══ DATA SHOWN
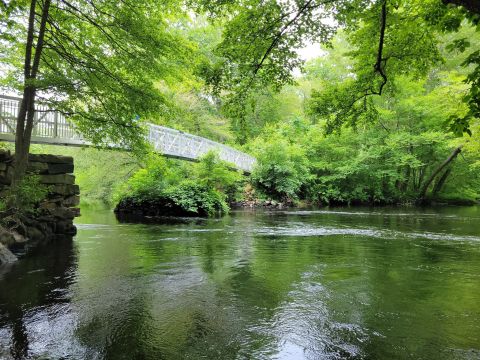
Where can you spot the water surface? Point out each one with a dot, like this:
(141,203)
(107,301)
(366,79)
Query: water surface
(341,283)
════
Repeat every line of the data above verbatim, leaving out the pictures.

Where can you spot the water surface? Point out each one with a dot, like this:
(141,203)
(107,301)
(366,79)
Query: water surface
(341,283)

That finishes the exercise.